▸ LISTA ZADAŃ:
1. Wybierz z poniższych wierszy każdy, który zawiera słowo „distant”, i przepisz go; wielkość liter ma znaczenie.
2. Kontynuuj poniższe świadectwo o złotych obrączkach, zaczynając zaraz po jego ostatnim zdaniu.

▸ FRAGMENT STRONY:
======

#świadectwo / Złote obrączki

#świadectwo / Złote obrączki

– Chcesz złotą obrączkę?- Słyszę pewnego razu przy kawie- jednocześnie pudełko z kosztownościami otwiera się a ja mam w ręku jedną złotą obrączkę. – Weź przymierz!

Mam już ją w ręce, zakładam na palce, na jeden na drugi, taka zabawa, ale cały czas myślę, po co mi jedna złota obrączka? Mam ją spieniężyć a pieniądze rozdać ubogim? Jakoś jednak nie czuję takiego ponaglenia. – Nie wezmę jej, nie wiem dlaczego, ale niech ona zostanie w tym pudełeczku.

Minęło kilka miesięcy. Trwają przygotowania do ślubu dwóch bezdomnych. Siedzę obok młodych w ławce, czekamy na rozpoczęcie mszy świętej. A mnie jakby coś obudziło pytaniem- A macie obrączki?

Sama się sobie zadziwiłam tym pytaniem, ślub? obrączki? bezdomni? skąd oni by mogli je mieć? – Przecież wiesz, że nie mamy!

Wiem, nie była to odkrywcza odpowiedz, ale samo pytanie i zarazem odpowiedź obudziły we mnie obraz pudełko z kosztownościami i obrączka. Przecież kilka miesięcy temu miałam dostać obrączkę!!! Czyżby to była ta obrączka? No tak, ale potrzebujemy na ślub dwie obrączki, inaczej to nie przejdzie. Jak by to było, gdyby pan młody nałożył obrączkę, a sam by jej nie dostał? Po tym oświeceniu w czasie mszy wiedziałam jednak, że na pewno muszę iść znowu na kawę i to jak najszybciej. Ponieważ to była niedzielna msza święta, więc na kawę umówiłam się na poniedziałek.

======

▸ MATERIAŁ DO ĆWICZENIA:

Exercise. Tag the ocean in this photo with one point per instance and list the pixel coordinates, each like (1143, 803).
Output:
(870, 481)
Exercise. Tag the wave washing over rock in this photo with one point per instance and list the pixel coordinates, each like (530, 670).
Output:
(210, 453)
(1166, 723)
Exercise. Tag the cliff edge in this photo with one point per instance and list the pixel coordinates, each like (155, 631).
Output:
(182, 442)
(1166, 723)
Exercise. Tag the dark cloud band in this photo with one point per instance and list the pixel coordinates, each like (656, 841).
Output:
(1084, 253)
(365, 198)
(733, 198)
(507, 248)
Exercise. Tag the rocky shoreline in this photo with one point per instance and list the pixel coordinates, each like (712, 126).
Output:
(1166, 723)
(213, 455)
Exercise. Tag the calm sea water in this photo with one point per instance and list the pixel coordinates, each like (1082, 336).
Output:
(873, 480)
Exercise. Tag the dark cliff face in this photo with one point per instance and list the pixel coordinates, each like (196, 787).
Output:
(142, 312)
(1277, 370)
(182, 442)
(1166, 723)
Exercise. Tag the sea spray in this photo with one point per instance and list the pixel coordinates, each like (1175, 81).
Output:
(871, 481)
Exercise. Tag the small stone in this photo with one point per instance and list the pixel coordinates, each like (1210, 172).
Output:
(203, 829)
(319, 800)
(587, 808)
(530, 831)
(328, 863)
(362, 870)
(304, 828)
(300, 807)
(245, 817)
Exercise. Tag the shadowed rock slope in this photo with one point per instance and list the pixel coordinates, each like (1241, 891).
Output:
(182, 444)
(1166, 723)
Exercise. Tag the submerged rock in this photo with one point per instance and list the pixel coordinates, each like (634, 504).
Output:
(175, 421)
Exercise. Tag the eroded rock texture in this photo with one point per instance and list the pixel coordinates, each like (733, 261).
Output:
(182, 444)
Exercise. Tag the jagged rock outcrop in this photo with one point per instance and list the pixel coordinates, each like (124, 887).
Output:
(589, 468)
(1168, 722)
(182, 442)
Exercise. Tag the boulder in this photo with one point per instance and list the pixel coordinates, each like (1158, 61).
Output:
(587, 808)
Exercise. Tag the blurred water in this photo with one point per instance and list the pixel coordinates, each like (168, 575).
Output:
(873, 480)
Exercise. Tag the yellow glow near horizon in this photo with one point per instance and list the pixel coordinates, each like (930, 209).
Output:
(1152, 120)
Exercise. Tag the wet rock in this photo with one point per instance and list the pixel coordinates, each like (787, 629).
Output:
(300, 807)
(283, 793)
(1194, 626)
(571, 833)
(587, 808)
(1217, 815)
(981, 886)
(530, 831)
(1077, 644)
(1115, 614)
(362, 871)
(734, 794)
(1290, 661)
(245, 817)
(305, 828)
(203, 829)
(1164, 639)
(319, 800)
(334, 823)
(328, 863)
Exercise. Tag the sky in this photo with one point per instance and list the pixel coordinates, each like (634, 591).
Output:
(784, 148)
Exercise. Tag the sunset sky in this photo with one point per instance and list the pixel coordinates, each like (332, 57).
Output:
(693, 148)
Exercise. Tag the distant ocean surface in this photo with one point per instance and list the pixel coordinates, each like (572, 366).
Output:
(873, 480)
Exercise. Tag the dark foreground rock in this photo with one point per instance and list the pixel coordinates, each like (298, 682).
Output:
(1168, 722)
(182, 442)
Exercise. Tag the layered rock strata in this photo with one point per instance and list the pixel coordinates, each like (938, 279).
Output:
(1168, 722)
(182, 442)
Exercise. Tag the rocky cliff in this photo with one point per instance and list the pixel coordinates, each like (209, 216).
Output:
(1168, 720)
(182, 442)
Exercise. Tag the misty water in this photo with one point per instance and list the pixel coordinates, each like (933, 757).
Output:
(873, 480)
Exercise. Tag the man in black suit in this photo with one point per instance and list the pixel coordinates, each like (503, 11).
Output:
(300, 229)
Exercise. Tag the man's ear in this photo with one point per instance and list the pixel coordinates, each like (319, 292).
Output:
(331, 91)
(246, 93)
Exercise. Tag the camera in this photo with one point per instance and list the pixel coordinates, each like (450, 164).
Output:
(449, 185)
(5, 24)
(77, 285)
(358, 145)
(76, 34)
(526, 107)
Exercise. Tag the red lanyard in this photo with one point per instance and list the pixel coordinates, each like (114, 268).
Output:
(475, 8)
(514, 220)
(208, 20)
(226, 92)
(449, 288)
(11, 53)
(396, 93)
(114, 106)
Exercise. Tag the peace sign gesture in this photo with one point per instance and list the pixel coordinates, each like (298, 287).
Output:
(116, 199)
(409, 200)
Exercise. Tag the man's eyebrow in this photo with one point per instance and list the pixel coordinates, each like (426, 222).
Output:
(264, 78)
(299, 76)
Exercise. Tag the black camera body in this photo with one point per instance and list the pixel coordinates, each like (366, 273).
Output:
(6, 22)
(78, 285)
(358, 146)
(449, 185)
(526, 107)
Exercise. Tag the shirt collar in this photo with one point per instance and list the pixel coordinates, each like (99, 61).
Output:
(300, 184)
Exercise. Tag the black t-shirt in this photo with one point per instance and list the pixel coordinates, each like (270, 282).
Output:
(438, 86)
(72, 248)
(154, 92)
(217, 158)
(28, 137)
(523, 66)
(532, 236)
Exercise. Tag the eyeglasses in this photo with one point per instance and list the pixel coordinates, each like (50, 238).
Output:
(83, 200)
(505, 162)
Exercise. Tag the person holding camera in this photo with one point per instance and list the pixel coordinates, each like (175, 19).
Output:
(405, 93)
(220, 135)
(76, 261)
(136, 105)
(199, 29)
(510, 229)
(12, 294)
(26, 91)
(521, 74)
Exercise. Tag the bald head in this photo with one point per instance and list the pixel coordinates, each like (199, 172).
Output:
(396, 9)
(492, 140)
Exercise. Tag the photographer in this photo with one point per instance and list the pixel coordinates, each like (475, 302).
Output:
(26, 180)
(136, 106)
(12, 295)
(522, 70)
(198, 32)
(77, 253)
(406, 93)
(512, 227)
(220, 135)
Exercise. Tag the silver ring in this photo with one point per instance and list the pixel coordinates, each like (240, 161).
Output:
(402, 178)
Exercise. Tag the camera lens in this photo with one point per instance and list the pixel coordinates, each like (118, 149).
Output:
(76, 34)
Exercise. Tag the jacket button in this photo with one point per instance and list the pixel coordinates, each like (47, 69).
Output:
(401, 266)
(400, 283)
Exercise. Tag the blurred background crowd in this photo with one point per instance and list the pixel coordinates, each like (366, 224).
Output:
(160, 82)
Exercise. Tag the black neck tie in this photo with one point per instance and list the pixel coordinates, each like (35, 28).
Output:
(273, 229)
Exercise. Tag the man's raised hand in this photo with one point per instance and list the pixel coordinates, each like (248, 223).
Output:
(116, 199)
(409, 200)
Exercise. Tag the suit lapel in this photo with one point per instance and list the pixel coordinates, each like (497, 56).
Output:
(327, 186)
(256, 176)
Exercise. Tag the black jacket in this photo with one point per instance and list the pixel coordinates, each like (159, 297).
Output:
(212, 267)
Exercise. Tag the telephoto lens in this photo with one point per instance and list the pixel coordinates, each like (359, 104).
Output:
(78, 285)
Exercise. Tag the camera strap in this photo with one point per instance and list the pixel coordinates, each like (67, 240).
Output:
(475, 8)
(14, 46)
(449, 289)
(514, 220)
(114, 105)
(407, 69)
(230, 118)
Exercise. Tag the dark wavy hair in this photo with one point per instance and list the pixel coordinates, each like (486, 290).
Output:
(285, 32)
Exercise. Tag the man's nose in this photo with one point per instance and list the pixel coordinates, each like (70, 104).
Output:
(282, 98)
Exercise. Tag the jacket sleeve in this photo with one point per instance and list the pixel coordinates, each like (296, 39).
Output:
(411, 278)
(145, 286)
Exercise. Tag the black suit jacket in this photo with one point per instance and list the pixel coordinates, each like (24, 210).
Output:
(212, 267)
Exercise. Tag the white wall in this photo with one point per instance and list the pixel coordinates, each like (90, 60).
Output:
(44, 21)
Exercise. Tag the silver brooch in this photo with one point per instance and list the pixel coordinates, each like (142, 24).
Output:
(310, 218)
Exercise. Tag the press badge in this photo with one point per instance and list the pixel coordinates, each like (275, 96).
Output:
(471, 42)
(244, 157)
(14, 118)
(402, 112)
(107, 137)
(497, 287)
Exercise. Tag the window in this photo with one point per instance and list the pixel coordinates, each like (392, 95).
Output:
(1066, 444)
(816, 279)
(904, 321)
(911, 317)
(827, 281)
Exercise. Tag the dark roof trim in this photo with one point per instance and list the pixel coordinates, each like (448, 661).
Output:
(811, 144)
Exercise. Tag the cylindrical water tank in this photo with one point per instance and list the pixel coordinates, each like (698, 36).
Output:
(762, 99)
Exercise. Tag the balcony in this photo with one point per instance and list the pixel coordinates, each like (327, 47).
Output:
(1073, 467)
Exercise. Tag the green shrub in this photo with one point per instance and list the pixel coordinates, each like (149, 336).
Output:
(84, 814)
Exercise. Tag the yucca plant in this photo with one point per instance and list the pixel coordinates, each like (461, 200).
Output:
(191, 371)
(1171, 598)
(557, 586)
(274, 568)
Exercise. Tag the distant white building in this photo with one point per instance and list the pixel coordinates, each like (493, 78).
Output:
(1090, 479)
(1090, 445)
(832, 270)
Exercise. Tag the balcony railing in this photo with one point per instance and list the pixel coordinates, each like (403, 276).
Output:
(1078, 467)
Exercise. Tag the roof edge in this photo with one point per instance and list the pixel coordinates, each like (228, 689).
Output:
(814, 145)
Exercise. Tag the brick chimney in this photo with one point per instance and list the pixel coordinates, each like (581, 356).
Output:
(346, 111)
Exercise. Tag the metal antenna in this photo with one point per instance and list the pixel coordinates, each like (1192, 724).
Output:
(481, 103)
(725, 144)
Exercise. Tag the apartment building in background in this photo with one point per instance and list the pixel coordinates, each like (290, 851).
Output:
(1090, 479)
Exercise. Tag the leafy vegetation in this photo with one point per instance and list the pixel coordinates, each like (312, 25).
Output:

======

▸ OCZEKIWANE WYNIKI:
1.
Exercise. Tag the distant ocean surface in this photo with one point per instance and list the pixel coordinates, each like (572, 366).
Exercise. Tag the distant white building in this photo with one point per instance and list the pixel coordinates, each like (493, 78).

2.
Siedzę popijam kawę i wiem jedno, muszę zapytać o tę obrączkę, a co lepsze byłoby jeśli by się one rozmnożyły. – Czy sprawa z tą obrączką jest jeszcze aktualna? Czy mogłabym jeszcze dostać tę obrączkę?- zadaję pytanie i czekam- Tylko mam mały problem, tak naprawdę to bym potrzebowała dla bezdomnych dwie obrączki, bo to na ich ślub. Jedna obrączka to za mało.

Mówię te słowa, i myślę sobie, no ładnie, takiej to dać palce, a ci zaraz rękę chce zabrać. Otwiera się ponownie pudełko z kosztownościami i na mojej ręce lądują dwie obrączki.

– Czy ty wiesz, że w niedzielę dzwoniłam do rodziny, bo chciałam rozdać te obrączki, ale nikt nie odbierał telefonu, więc jeszcze je mam. Gdyby odebrali, już by ich nie było.

Ja w jednej chwili zrozumiałam bardzo wiele, gdybym pierwszego razu wzięła tę jedną obrączkę i ją spieniężyła dla ubogich, teraz by nie było dwóch obrączek, gdyby rodzina odebrała telefon w niedzielę tez by ich już w poniedziałek nie było, gdybym przyszła później, też pewnie ich już by nie było, i gdybym nie zapytała się o te obrączki młodych przygotowujących się do ślubu, na pewno by tych obrączek nie mieli. Wiele pytań i wiele odpowiedzi, ależ Duch święty to wszystko poprowadził.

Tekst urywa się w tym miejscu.